Dataset entries:
• • • • •
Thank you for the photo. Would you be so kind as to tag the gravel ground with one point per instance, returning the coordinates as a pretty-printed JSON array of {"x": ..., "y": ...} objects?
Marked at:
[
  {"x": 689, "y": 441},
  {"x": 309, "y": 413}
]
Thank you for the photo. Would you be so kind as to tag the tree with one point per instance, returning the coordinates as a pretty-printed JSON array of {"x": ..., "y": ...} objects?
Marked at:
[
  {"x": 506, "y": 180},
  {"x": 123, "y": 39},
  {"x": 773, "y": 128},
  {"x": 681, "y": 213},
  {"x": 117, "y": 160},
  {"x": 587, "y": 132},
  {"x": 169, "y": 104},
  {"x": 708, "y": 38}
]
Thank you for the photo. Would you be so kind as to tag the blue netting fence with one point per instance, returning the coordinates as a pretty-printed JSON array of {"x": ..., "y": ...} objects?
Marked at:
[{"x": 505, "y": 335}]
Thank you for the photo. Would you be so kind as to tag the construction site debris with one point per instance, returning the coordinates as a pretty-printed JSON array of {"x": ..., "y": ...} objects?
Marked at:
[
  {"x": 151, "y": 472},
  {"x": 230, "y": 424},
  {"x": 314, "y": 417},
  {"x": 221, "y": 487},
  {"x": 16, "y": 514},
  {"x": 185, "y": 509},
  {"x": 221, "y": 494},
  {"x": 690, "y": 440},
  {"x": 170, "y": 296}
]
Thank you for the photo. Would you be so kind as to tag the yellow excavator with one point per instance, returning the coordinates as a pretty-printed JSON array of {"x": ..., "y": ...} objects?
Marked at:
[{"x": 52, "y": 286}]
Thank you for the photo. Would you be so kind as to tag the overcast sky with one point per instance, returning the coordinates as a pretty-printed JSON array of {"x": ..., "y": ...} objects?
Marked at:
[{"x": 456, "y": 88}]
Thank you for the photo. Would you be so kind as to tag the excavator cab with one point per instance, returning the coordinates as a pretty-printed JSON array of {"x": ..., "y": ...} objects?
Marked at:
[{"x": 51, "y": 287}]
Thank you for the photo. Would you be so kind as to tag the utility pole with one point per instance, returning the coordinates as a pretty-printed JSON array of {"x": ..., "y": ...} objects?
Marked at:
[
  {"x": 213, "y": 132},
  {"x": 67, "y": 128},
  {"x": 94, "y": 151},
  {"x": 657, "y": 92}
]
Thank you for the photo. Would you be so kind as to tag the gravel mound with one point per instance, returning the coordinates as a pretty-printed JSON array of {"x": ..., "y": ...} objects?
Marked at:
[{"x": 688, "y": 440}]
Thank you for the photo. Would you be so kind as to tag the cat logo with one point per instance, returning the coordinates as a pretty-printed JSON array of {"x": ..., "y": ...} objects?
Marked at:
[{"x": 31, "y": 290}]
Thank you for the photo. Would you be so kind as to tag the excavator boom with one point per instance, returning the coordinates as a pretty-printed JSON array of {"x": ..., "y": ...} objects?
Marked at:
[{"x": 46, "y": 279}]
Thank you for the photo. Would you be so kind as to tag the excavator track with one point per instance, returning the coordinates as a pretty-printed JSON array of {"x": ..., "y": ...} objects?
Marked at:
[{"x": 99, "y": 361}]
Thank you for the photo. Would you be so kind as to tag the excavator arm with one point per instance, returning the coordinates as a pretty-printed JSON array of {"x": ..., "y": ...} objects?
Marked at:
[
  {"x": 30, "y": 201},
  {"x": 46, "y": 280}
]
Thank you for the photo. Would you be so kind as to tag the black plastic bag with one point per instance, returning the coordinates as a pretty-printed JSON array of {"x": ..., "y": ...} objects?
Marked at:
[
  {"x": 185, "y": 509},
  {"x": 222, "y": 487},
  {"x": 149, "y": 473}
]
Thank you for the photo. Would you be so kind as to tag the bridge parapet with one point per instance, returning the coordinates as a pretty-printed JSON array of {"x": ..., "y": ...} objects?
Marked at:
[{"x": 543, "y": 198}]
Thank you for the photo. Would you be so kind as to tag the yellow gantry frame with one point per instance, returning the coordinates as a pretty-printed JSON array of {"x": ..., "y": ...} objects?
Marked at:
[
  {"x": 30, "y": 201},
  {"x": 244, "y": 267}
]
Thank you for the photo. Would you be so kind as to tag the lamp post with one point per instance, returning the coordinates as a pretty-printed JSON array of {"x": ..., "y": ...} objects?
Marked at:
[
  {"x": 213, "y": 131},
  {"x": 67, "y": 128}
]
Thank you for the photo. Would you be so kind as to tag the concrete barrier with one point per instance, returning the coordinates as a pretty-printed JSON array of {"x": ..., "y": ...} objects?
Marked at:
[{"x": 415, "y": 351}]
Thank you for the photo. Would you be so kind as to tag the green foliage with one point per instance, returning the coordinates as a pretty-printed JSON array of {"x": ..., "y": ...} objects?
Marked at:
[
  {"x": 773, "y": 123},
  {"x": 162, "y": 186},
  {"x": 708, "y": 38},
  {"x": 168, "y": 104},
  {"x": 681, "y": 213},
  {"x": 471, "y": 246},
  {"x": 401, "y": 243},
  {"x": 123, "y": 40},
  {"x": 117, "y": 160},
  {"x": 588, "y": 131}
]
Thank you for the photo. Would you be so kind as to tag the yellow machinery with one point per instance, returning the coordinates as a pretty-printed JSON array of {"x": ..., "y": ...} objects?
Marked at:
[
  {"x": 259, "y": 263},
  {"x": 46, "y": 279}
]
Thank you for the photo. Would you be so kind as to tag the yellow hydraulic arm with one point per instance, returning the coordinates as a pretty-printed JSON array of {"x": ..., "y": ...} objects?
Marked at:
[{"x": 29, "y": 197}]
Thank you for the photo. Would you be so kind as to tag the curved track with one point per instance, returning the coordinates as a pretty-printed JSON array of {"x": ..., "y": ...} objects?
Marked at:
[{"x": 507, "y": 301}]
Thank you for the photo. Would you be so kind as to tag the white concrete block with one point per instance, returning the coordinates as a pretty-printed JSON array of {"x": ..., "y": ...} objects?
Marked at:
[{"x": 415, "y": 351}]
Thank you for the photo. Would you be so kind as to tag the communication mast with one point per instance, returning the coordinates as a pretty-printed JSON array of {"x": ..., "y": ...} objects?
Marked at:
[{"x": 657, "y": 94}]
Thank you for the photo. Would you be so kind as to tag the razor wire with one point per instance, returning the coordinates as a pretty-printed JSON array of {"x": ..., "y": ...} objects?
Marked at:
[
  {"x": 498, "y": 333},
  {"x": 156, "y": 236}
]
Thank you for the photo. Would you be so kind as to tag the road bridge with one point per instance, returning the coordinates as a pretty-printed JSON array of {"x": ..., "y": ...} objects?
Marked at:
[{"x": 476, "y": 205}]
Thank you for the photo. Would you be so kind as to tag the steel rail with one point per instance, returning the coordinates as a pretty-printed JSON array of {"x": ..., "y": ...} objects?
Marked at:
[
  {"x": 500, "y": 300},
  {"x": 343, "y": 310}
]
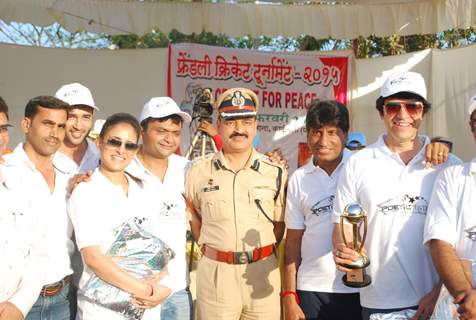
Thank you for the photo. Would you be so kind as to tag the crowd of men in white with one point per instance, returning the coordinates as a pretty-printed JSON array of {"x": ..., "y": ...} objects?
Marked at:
[{"x": 420, "y": 225}]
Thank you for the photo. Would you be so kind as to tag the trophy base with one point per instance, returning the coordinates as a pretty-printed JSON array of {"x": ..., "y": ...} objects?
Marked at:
[{"x": 356, "y": 278}]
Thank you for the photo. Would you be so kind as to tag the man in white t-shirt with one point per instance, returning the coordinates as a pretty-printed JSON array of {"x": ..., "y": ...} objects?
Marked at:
[
  {"x": 22, "y": 257},
  {"x": 163, "y": 174},
  {"x": 450, "y": 228},
  {"x": 77, "y": 153},
  {"x": 31, "y": 170},
  {"x": 389, "y": 180},
  {"x": 313, "y": 288}
]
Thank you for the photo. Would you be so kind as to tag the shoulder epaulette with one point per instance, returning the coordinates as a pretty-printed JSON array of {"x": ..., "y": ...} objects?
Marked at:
[{"x": 199, "y": 160}]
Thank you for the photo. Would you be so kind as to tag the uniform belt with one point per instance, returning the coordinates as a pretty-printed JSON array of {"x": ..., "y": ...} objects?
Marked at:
[
  {"x": 240, "y": 257},
  {"x": 53, "y": 289}
]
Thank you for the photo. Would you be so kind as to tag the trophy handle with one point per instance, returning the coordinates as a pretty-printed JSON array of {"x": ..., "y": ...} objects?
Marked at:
[
  {"x": 364, "y": 235},
  {"x": 342, "y": 230}
]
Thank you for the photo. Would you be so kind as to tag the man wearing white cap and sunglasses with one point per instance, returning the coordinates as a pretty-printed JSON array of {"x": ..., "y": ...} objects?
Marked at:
[
  {"x": 391, "y": 183},
  {"x": 162, "y": 173},
  {"x": 78, "y": 153},
  {"x": 450, "y": 229}
]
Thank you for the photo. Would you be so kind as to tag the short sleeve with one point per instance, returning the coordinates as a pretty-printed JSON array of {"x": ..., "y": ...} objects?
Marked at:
[
  {"x": 441, "y": 219},
  {"x": 191, "y": 199},
  {"x": 346, "y": 191},
  {"x": 281, "y": 200},
  {"x": 83, "y": 212},
  {"x": 294, "y": 217}
]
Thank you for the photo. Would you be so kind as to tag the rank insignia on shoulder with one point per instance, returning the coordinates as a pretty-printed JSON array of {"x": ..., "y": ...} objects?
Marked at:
[{"x": 211, "y": 188}]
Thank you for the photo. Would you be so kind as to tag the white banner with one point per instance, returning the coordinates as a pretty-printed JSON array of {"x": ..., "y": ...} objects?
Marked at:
[{"x": 285, "y": 83}]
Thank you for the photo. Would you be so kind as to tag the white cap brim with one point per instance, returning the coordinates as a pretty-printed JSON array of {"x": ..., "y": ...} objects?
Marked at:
[{"x": 472, "y": 105}]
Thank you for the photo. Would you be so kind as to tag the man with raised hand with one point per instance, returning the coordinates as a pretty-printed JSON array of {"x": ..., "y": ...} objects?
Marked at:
[
  {"x": 391, "y": 183},
  {"x": 162, "y": 173},
  {"x": 78, "y": 154}
]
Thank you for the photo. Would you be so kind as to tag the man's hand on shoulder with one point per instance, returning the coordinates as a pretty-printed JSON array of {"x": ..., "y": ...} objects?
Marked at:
[
  {"x": 8, "y": 311},
  {"x": 77, "y": 179},
  {"x": 427, "y": 304},
  {"x": 436, "y": 153},
  {"x": 276, "y": 156},
  {"x": 292, "y": 311},
  {"x": 467, "y": 304}
]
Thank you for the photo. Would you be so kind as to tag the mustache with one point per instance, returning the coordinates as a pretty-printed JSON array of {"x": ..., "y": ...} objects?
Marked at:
[
  {"x": 54, "y": 140},
  {"x": 238, "y": 135}
]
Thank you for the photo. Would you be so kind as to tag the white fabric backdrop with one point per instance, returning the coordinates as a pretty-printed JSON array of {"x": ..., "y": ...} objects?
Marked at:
[
  {"x": 364, "y": 17},
  {"x": 123, "y": 80}
]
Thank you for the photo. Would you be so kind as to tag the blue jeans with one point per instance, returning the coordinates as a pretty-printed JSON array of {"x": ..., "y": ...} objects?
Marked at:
[
  {"x": 330, "y": 306},
  {"x": 61, "y": 306},
  {"x": 178, "y": 306}
]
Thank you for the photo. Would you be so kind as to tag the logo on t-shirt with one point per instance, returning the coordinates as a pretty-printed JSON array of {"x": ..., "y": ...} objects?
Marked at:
[
  {"x": 404, "y": 204},
  {"x": 471, "y": 233},
  {"x": 168, "y": 209},
  {"x": 323, "y": 206}
]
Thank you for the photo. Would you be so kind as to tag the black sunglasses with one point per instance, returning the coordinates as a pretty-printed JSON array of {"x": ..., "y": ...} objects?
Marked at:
[{"x": 116, "y": 143}]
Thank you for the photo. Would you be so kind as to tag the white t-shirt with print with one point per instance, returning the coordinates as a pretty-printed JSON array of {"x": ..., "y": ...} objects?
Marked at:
[
  {"x": 395, "y": 197},
  {"x": 24, "y": 255},
  {"x": 451, "y": 215},
  {"x": 309, "y": 203},
  {"x": 169, "y": 221},
  {"x": 96, "y": 209},
  {"x": 21, "y": 175}
]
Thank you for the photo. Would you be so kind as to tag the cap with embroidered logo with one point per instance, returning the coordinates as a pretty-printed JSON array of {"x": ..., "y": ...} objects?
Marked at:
[
  {"x": 405, "y": 81},
  {"x": 236, "y": 103},
  {"x": 75, "y": 94},
  {"x": 356, "y": 139},
  {"x": 472, "y": 105},
  {"x": 161, "y": 107}
]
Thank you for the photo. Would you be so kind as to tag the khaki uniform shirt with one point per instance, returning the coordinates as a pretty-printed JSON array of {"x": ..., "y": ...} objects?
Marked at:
[{"x": 226, "y": 200}]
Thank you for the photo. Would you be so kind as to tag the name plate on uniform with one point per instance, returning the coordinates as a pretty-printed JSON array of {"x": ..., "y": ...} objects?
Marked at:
[{"x": 210, "y": 189}]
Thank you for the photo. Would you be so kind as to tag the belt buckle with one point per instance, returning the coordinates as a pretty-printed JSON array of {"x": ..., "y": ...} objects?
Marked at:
[{"x": 243, "y": 257}]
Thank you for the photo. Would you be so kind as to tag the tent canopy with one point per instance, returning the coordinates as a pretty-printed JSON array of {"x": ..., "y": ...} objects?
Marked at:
[{"x": 346, "y": 20}]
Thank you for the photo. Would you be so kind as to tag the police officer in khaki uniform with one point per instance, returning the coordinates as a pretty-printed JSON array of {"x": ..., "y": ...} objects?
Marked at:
[{"x": 236, "y": 203}]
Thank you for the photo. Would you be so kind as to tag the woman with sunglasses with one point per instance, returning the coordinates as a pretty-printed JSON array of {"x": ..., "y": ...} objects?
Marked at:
[{"x": 101, "y": 205}]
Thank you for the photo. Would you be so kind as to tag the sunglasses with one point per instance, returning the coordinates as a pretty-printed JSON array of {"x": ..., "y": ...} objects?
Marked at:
[
  {"x": 116, "y": 143},
  {"x": 413, "y": 108}
]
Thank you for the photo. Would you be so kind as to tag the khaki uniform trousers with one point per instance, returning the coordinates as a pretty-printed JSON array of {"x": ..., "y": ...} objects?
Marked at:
[{"x": 238, "y": 292}]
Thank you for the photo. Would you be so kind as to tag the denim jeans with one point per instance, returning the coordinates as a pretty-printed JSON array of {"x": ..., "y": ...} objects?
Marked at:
[
  {"x": 177, "y": 307},
  {"x": 61, "y": 306}
]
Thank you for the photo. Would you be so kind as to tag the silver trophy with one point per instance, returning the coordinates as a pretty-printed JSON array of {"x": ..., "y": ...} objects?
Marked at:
[{"x": 355, "y": 215}]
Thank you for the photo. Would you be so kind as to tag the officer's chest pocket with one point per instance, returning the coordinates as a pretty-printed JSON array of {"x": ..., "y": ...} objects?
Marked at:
[
  {"x": 214, "y": 205},
  {"x": 262, "y": 200}
]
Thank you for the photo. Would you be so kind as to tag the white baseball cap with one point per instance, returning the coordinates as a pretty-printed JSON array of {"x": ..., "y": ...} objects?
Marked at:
[
  {"x": 160, "y": 107},
  {"x": 76, "y": 94},
  {"x": 405, "y": 81},
  {"x": 472, "y": 105}
]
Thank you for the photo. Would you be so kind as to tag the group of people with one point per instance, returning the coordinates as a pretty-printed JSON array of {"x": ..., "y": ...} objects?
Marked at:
[{"x": 238, "y": 204}]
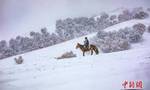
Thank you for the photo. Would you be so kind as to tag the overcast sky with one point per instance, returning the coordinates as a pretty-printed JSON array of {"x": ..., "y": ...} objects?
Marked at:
[{"x": 19, "y": 17}]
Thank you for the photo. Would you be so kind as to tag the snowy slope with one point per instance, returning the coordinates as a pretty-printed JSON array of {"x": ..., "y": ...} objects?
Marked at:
[{"x": 106, "y": 71}]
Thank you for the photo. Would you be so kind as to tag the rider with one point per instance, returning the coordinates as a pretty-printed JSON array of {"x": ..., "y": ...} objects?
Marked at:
[{"x": 86, "y": 42}]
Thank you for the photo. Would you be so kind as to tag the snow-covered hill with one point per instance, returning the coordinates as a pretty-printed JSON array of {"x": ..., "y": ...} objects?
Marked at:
[{"x": 106, "y": 71}]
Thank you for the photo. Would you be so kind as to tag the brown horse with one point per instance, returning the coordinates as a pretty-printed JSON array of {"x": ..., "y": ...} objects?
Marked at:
[{"x": 84, "y": 49}]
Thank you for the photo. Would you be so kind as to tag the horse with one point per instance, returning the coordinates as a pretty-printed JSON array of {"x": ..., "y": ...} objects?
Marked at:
[{"x": 86, "y": 49}]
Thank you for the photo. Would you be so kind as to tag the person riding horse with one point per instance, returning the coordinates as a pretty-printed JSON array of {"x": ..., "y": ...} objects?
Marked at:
[{"x": 86, "y": 43}]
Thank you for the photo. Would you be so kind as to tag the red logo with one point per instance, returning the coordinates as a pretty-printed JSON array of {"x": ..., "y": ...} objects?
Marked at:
[{"x": 132, "y": 85}]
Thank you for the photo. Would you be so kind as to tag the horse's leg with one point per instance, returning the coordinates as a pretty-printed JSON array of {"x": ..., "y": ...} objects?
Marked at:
[{"x": 83, "y": 53}]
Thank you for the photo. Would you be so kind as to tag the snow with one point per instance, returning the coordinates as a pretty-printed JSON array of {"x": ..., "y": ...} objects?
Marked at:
[{"x": 106, "y": 71}]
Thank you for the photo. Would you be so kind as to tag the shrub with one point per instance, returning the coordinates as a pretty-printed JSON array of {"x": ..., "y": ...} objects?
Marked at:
[
  {"x": 141, "y": 15},
  {"x": 148, "y": 29}
]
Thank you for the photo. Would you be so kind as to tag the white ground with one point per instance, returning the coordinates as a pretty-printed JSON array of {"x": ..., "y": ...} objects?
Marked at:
[{"x": 106, "y": 71}]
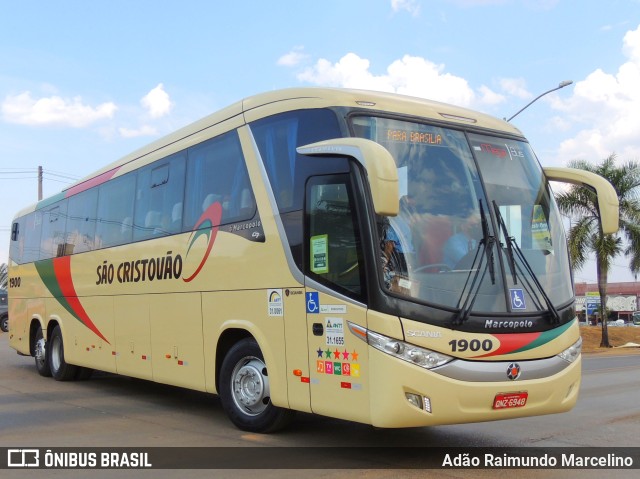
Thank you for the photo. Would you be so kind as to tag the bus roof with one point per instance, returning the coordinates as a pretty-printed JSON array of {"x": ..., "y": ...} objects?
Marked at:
[{"x": 265, "y": 104}]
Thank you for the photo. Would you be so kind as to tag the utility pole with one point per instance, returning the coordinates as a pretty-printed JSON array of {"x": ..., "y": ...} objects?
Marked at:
[{"x": 39, "y": 183}]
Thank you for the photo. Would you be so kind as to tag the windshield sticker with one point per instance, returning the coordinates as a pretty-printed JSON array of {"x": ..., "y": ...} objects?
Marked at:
[
  {"x": 320, "y": 254},
  {"x": 313, "y": 303},
  {"x": 540, "y": 229},
  {"x": 333, "y": 308},
  {"x": 517, "y": 299},
  {"x": 274, "y": 299}
]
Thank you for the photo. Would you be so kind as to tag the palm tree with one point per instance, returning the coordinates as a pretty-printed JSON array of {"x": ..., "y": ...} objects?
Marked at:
[{"x": 585, "y": 234}]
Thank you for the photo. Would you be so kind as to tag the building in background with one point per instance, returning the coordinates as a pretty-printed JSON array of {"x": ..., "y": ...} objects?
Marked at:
[{"x": 622, "y": 300}]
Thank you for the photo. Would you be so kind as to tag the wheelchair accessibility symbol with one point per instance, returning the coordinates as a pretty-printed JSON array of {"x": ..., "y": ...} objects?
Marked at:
[
  {"x": 517, "y": 299},
  {"x": 313, "y": 303}
]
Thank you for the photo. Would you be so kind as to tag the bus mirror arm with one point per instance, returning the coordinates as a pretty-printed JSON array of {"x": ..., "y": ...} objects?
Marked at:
[
  {"x": 608, "y": 205},
  {"x": 377, "y": 161}
]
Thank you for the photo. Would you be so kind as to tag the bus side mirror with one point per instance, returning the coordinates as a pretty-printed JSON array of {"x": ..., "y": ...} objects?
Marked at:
[
  {"x": 380, "y": 166},
  {"x": 608, "y": 205}
]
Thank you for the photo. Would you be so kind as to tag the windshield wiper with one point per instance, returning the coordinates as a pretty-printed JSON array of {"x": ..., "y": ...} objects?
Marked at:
[
  {"x": 484, "y": 250},
  {"x": 511, "y": 246}
]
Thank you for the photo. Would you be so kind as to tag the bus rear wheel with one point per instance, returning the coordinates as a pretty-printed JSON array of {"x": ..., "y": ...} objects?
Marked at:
[
  {"x": 245, "y": 392},
  {"x": 40, "y": 354},
  {"x": 60, "y": 369}
]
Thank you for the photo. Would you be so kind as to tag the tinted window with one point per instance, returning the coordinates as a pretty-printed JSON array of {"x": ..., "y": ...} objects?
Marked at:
[
  {"x": 278, "y": 137},
  {"x": 16, "y": 248},
  {"x": 115, "y": 211},
  {"x": 53, "y": 231},
  {"x": 333, "y": 239},
  {"x": 217, "y": 175},
  {"x": 32, "y": 229},
  {"x": 81, "y": 222},
  {"x": 159, "y": 196}
]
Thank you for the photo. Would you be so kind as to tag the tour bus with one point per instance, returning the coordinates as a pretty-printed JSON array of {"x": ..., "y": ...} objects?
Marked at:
[{"x": 365, "y": 256}]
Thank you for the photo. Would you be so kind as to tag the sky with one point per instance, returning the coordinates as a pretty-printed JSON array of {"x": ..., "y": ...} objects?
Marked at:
[{"x": 85, "y": 83}]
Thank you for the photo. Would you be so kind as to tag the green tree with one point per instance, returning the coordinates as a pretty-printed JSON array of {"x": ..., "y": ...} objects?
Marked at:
[{"x": 585, "y": 235}]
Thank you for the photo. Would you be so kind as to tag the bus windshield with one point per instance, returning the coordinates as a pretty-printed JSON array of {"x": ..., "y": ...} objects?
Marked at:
[{"x": 478, "y": 229}]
• • • • •
*Instructions for the task:* Every line of the data that includes the word "logo" should be copied.

*Solution below:*
Thank you for the photo. Would you be so kind as to tag the cat logo with one point per instance, returning the coordinates as a pretty-printed JSON array of {"x": ..., "y": ...} objects?
Thank you for the photo. Would you be so kind as to tag the logo on t-shirt with one point per instance, returning the coordinates as a pretty-printed JSON array of {"x": ..., "y": ...} objects?
Thank you for the photo. Would you be so kind as to tag the cap with embroidered logo with one point per instance, returning the coordinates as a pretty-printed JSON array of {"x": ..., "y": ...} objects?
Thank you for the photo. Would you be so kind as to tag the red logo with one point per instance, returning the coordinates as a pretty-printed JSON array of {"x": ..., "y": ...} objects?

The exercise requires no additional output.